PASSAGE TO READ below:

A group of abortion rights activists in Grand Forks has launched an attempt to refer to North Dakota voters three controversial anti-abortion bills signed by the governor last week.
Gary Hangsleben of Grand Forks is chairman of a committee that hopes to put House Bill 1305, House Bill 1456 and Senate Bill 2305 to a vote. Requests were submitted to the North Dakota Secretary of State’s office Tuesday afternoon to have petitions approved for signature drives on the three laws.
Rep. Bette Grande, R-Fargo, primary sponsor of HB1305 and HB1456, said she’d heard rumblings of a referral since the bills had been signed into law.
“If they want to take these to a vote of the people, great, let’s have that vote,” Grande said.
Hangsleben said he and several others at a March 25 abortion rights rally in Grand Forks decided to begin work on referring the bills if they passed. He said the group began to enlist people who might be interested in helping gather signatures.
“We just thought we’d take the issue to the people,” Hangsleben said.
The morning after the rallies around the state, Republican Gov. Jack Dalrymple signed the three bills into law.
The laws, pending legal challenges, would go into effect Aug. 1 and set North Dakota apart as the state with the strictest abortion laws in the nation. They include requirements to check for a fetal heartbeat, a ban on abortions after 20 weeks, a ban on abortions based on gender or genetic abnormalities and more stringent guidelines for physicians.

End of PASSAGE TO READ.

TO DO
1) In the article on the referral effort, what date would the laws take effect, pending legal challenges?
2) Revise the article on the referral effort by giving everything from "Rep. Bette Grande, R-Fargo, primary" down to "bills into law." again, with "rally" changed to "demonstration".
The items that come next have no connection to the article.

DATA TO EXAMINE below:

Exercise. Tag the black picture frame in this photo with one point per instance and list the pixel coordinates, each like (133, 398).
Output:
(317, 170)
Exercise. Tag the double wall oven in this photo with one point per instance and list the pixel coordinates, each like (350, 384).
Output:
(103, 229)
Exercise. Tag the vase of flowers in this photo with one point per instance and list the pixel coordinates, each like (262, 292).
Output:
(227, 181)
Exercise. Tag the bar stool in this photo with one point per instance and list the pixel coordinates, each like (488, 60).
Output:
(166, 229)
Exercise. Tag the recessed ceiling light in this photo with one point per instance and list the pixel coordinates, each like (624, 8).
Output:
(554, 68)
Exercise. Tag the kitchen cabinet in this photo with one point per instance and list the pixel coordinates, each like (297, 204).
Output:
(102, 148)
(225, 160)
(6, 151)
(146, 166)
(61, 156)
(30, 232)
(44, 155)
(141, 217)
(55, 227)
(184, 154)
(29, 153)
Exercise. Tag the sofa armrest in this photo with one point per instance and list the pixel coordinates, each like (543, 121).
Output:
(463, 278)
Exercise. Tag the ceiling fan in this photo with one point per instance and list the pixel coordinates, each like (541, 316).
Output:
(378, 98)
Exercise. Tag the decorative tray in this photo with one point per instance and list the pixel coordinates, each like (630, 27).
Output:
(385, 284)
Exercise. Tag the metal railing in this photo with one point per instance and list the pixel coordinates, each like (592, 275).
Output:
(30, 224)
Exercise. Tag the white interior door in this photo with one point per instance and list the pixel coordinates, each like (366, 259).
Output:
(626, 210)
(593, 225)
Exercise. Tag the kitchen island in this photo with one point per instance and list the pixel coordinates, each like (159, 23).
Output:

End of DATA TO EXAMINE.

ANSWERS FOR THIS EXERCISE
1) Aug. 1

2)
Rep. Bette Grande, R-Fargo, primary sponsor of HB1305 and HB1456, said she’d heard rumblings of a referral since the bills had been signed into law.
“If they want to take these to a vote of the people, great, let’s have that vote,” Grande said.
Hangsleben said he and several others at a March 25 abortion rights demonstration in Grand Forks decided to begin work on referring the bills if they passed. He said the group began to enlist people who might be interested in helping gather signatures.
“We just thought we’d take the issue to the people,” Hangsleben said.
The morning after the rallies around the state, Republican Gov. Jack Dalrymple signed the three bills into law.